- [WRITTEN PROBLEM]
All of the material below is to be repeated exactly.

- [RECORDS FOR THE EXERCISE]
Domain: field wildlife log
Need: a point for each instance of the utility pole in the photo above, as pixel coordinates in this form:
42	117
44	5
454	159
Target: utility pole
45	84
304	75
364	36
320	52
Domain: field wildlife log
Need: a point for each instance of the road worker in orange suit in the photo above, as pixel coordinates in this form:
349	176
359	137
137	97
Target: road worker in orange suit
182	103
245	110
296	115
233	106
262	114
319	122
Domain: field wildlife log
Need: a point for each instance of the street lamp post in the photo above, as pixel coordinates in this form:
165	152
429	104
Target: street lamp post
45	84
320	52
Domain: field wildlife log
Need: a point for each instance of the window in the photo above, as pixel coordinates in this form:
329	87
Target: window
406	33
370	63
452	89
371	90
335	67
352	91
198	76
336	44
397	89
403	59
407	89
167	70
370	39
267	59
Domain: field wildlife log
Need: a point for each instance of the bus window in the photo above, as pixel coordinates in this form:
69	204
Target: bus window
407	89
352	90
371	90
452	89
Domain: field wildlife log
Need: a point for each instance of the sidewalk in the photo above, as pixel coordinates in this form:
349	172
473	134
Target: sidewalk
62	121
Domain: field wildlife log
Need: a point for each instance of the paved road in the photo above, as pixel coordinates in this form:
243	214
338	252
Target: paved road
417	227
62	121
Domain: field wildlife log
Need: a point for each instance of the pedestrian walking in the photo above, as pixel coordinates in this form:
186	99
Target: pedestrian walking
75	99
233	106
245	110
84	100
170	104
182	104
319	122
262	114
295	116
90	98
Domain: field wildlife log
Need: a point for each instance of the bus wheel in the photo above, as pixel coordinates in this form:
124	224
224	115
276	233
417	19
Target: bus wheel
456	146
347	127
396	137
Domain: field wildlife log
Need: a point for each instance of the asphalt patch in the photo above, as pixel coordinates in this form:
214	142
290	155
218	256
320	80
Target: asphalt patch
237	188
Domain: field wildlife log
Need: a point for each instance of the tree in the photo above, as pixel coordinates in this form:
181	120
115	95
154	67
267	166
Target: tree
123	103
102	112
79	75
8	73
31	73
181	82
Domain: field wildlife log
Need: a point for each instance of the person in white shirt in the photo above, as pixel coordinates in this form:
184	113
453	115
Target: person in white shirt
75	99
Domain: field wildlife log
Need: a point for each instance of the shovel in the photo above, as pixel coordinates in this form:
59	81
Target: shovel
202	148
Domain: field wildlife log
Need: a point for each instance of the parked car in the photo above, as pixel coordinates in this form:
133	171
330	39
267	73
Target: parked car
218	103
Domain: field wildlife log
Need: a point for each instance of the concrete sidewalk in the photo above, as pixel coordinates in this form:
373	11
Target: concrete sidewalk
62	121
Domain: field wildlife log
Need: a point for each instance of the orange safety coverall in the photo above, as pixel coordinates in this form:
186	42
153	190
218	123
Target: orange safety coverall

- [SOLUTION TO THIS EXERCISE]
Domain: field wildlife log
Need: a point for each instance of the utility pole in the photo above, as pixel coordinates in this form:
42	117
44	5
454	159
Target: utility pole
45	84
304	75
364	36
320	52
Domain: field wildlife log
Need: a point for each instance of the road worker in orange suit in the photo above, as pixel coordinates in this form:
349	176
359	137
137	97
Target: road worker in orange suit
182	103
245	110
296	115
233	106
262	114
319	122
Domain: field wildlife log
Need: a point for each instance of the street lamp post in the photo above, as pixel coordinates in this form:
165	152
429	104
Target: street lamp post
45	84
320	52
Domain: field wildlife log
Need: a point for each instance of the window in the photo above, as pixel coordinates in this form:
329	87
Target: window
406	33
370	63
452	89
371	90
335	67
352	91
198	76
336	44
397	89
403	59
407	89
167	70
370	39
267	59
Domain: field wildlife log
Need: a point for each instance of the bus window in the photo above, as pixel coordinates in this form:
69	204
Target: bus window
407	89
352	90
371	90
452	89
Domain: field wildlife log
Need: a point for each instance of the sidewalk in the photo above, as pixel coordinates in this form:
349	172
473	134
Target: sidewalk
62	121
Domain: field wildlife log
Need: a point for each instance of the paved road in the photo above, as pixel coordinates in this form:
243	214
338	252
Target: paved road
417	227
62	121
Domain: field wildlife log
Need: a point for each instance of the pedestrian walking in the photo above, as pixel coordinates in this form:
186	99
Target: pedestrian walking
75	99
233	106
245	110
84	100
170	104
182	104
319	122
262	114
295	116
90	98
Domain: field wildlife log
Need: a point for each instance of the bus wheel in the photo above, as pixel coordinates in this form:
124	224
224	115
276	233
417	19
Target: bus wheel
456	146
347	127
396	137
Domain: field wildlife log
Need: a point for each instance of the asphalt patch in the photo above, as pixel coordinates in this form:
214	142
290	155
218	256
320	80
Target: asphalt patch
237	188
Domain: field wildlife log
Need: a point for each instance of the tree in the photo above, as pixel coordinates in this form:
181	120
115	95
154	67
267	166
Target: tree
123	103
102	112
79	75
8	73
31	73
181	82
Domain: field wildlife log
Need: a point for each instance of the person in white shirt in the photo above, as pixel coordinates in this form:
184	113
453	115
Target: person in white shirt
75	99
Domain: field wildlife log
Need: a point for each instance of the shovel in the photo above, as pixel coordinates in this form:
59	81
Target: shovel
202	148
Domain: field wildlife log
Need: a point for each instance of the parked car in the photo above, as pixel coordinates in this form:
133	171
330	39
267	73
Target: parked car
218	103
Domain: field wildlife log
Need: a point for each instance of the concrete sidewalk in the photo above, as pixel coordinates in this form:
373	11
Target: concrete sidewalk
62	121
Domain: field wildlife log
Need: a point for each instance of the orange safety coverall in the photo above, as pixel coordinates in this form:
186	42
153	190
218	123
Target: orange safety coverall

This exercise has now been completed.